Study text
BEGIN

I can’t believe I had not come across this before, but I stumbled upon a YouTube video from the day Mom and Dad picked up Mom’s lottery jackpot check in Albuquerque. This was in 2010, when Dad still lived at home, but was sinking deeper into dementia.

It’s just a very brief clip, but Dad seems so lost, like an actor that stumbled into a scene without a script. There’s a misery and sadness in his posture and in his eyes that is heartbreaking.

Screengrab credit: New Mexico Lottery

What is so sad is that this should be one of the happier moments of my parents’ lives. Mom was trying to savor the moment, but she knew that no amount of money could save Dad’s mind. Several months later, Dad would become ill and never return home. Instead of a vacation, the winnings went to pay for him to live out his last months in a nursing home.

Of course, as a family, we were grateful that we could place Dad in a decent place, despite the issues that the facility had. Without that lottery jackpot, Mom and Dad would have been forced to go through their meager savings and ended up on Medicaid, where the level of care would have been sub-par at best.

So yes, we are thankful. But I know Dad in his normal state would have been grinning and talking about the “luck of the Irish” in this video clip. I’m just sorry he couldn’t fully enjoy a lucky moment for our family.

END

Provided material
BEGIN

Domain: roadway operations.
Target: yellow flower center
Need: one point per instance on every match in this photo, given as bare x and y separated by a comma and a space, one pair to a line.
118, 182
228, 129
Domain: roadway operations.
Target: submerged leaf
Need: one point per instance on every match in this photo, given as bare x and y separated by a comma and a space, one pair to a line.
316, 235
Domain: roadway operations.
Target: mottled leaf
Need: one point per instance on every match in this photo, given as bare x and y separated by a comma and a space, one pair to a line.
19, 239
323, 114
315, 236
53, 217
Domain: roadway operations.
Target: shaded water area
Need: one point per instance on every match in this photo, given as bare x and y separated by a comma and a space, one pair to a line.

END

What needs to be done
Reproduce word for word the passage of the lottery jackpot text above that opens with the words containing "I can’t believe" and closes with "deeper into dementia.".

Exercise response
I can’t believe I had not come across this before, but I stumbled upon a YouTube video from the day Mom and Dad picked up Mom’s lottery jackpot check in Albuquerque. This was in 2010, when Dad still lived at home, but was sinking deeper into dementia.